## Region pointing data
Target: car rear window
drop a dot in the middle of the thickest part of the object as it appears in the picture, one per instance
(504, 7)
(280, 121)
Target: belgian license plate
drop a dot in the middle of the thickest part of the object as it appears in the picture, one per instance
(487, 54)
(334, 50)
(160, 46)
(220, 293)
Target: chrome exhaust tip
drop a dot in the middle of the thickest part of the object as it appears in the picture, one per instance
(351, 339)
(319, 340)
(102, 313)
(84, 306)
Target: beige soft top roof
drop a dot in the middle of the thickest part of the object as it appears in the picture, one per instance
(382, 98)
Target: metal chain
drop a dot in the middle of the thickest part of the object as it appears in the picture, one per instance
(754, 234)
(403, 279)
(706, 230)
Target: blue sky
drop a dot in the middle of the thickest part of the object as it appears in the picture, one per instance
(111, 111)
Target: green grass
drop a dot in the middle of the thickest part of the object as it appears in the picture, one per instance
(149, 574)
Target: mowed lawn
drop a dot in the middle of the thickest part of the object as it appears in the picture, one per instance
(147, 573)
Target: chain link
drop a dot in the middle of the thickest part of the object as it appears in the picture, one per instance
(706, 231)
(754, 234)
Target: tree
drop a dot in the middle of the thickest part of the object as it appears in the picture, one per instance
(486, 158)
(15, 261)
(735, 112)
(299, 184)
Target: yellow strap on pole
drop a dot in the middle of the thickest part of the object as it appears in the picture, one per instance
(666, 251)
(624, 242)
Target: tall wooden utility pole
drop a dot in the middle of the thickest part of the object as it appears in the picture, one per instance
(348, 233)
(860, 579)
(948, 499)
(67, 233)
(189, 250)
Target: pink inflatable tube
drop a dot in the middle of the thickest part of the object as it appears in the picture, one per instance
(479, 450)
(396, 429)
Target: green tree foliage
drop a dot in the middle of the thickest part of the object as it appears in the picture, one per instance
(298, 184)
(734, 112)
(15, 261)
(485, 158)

## What is required
What you return should be exactly the lines above, starting at the one with "Target: metal chain" and ending at the one with "Target: pink inflatable tube", and nothing else.

## Task response
Target: metal chain
drop a dot in the middle of the thickest part of the object as it appears in the picture, one per instance
(754, 234)
(403, 279)
(706, 230)
Target: blue sky
drop a dot in the middle of the thickest part of the object as it appears in the picture, one per instance
(111, 111)
Target: green grass
drop a dot in the middle of the thickest part of the object as it appears in the picture, one per instance
(149, 574)
Target: mowed lawn
drop a dot in the middle of the thickest part of the object as it appears in the picture, one per instance
(147, 573)
Target: chain link
drop a dot in the middle of the thickest part of the object as it appears in the picture, one per instance
(706, 231)
(754, 234)
Target: tree
drop a dot in the middle of the thickest part of the object as it appears in the picture, one per instance
(486, 158)
(15, 261)
(735, 112)
(299, 184)
Target: yellow strap on pole
drop a dot in the middle of the thickest part of the object as it appears in the picture, one per instance
(666, 251)
(624, 242)
Target: tall wooden utility pole
drop a dot in the middle of the thickest part of the object as it appears in the picture, one per instance
(348, 233)
(860, 579)
(948, 499)
(67, 233)
(189, 250)
Target: pink inflatable tube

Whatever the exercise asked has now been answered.